╭─ DATA

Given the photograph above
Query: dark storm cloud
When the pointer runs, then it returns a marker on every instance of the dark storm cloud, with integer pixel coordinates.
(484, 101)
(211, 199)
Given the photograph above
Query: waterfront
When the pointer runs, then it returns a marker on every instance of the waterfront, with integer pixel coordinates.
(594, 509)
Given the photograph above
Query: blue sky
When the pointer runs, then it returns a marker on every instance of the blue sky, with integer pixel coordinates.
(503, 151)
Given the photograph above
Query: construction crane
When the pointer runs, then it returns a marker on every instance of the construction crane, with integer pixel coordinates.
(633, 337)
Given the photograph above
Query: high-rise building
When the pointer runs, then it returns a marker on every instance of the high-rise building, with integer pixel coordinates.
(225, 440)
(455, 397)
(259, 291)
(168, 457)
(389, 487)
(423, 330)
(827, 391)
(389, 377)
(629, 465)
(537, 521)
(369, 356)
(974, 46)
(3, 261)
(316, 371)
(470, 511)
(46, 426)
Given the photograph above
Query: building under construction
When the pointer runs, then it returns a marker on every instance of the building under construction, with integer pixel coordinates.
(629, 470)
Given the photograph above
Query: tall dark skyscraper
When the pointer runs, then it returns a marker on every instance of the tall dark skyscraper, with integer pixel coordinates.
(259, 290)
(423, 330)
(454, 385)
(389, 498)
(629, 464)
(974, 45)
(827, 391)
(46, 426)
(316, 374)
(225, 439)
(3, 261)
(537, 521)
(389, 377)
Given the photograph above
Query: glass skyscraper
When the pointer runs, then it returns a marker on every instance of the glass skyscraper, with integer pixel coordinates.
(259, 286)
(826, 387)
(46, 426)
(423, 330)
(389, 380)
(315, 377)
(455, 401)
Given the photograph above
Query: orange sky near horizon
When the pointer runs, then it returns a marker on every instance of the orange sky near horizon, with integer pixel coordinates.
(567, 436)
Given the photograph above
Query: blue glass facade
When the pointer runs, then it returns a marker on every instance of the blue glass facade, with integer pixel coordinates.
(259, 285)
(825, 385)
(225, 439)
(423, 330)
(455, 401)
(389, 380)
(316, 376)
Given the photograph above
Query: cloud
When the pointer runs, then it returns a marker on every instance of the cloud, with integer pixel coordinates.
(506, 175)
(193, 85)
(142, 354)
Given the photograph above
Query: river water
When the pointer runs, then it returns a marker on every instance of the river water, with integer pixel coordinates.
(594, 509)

╰─

From the listing above, extract every line that contains the word "tall".

* _FULL ANSWER_
Query: tall dark skyscraper
When the pointer runs, then it returns a marker on every instance of the tall dark skyscraper, with integer pixel coordinates.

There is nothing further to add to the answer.